**Task description:** Repeat word for word the opening stretch of the entries, from the first line through the line containing "Target: orange sky".

**Stored data entries:**
[Start of Attachment]

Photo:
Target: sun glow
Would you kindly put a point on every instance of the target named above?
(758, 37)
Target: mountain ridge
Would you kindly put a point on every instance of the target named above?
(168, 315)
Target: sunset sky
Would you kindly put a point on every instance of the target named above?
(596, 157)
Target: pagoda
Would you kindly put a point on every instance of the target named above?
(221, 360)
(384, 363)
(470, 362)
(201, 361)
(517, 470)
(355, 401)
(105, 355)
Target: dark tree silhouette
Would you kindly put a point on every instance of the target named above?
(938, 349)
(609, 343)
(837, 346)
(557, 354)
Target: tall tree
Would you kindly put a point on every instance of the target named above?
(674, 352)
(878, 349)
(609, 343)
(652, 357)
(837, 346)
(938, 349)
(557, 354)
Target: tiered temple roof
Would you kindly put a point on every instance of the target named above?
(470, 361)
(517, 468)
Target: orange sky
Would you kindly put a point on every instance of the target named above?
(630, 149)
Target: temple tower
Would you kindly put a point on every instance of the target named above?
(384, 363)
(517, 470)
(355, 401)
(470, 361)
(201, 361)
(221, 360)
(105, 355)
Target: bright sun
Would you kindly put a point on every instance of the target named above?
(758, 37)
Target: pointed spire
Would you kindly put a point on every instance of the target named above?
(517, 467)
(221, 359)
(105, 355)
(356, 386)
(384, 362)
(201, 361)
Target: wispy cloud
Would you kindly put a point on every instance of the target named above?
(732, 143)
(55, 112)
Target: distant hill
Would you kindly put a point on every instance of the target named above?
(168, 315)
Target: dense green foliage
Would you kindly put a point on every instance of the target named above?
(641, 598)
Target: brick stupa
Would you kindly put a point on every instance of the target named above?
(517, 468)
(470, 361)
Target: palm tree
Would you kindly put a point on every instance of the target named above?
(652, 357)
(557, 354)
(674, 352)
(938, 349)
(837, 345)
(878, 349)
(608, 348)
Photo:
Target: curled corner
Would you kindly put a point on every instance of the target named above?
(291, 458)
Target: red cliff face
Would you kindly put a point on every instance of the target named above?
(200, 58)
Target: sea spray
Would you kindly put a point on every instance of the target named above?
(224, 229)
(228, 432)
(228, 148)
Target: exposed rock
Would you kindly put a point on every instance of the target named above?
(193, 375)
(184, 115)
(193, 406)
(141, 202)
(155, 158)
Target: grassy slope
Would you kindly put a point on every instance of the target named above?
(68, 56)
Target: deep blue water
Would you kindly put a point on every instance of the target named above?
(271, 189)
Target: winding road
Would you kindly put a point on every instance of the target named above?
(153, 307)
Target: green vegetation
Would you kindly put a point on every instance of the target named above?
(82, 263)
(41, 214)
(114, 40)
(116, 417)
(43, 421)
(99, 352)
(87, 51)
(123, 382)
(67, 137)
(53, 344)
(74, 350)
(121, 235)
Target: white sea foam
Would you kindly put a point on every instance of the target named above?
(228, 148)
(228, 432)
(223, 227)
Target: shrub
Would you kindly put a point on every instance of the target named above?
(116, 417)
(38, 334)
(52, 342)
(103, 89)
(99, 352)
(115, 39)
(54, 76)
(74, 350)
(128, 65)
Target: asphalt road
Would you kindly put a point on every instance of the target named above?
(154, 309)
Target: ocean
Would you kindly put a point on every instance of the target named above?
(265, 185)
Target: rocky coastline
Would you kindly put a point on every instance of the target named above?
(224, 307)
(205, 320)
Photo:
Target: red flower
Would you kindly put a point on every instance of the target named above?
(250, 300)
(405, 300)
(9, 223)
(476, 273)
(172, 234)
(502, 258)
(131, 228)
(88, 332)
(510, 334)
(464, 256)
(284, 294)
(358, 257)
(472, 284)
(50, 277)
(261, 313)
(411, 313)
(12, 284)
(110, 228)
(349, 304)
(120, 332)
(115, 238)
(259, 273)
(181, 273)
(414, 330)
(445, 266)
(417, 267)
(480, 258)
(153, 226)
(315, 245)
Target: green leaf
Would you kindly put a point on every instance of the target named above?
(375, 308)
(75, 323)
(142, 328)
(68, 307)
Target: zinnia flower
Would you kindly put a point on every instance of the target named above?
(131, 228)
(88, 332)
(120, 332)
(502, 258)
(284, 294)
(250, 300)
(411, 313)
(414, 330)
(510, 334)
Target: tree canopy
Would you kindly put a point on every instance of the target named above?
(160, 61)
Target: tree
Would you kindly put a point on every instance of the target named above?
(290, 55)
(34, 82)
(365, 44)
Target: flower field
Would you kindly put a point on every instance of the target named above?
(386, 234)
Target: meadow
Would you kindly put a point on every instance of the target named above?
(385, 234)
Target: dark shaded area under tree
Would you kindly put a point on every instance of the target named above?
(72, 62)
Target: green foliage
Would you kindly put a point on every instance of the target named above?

[End of Attachment]

**Exercise output:**
Photo:
Target: sun glow
Would you kindly put a point on every instance of the target named above?
(758, 37)
Target: mountain ridge
Would you kindly put a point on every instance of the target named above?
(168, 315)
Target: sunset sky
Would you kindly put a point on every instance of the target named above?
(596, 157)
Target: pagoda
Would you kindly put a point on every instance of the target named above?
(221, 360)
(384, 363)
(470, 362)
(201, 361)
(517, 470)
(355, 401)
(105, 355)
Target: dark tree silhouette
Would you kindly put a point on every instance of the target named above?
(938, 349)
(609, 343)
(837, 346)
(557, 354)
Target: tall tree
Would you kindly put a point on every instance of the target named above?
(674, 352)
(878, 349)
(609, 343)
(652, 357)
(837, 346)
(938, 349)
(557, 354)
Target: tiered temple roof
Would you kindly put a point on every instance of the target named above?
(470, 361)
(517, 468)
Target: orange sky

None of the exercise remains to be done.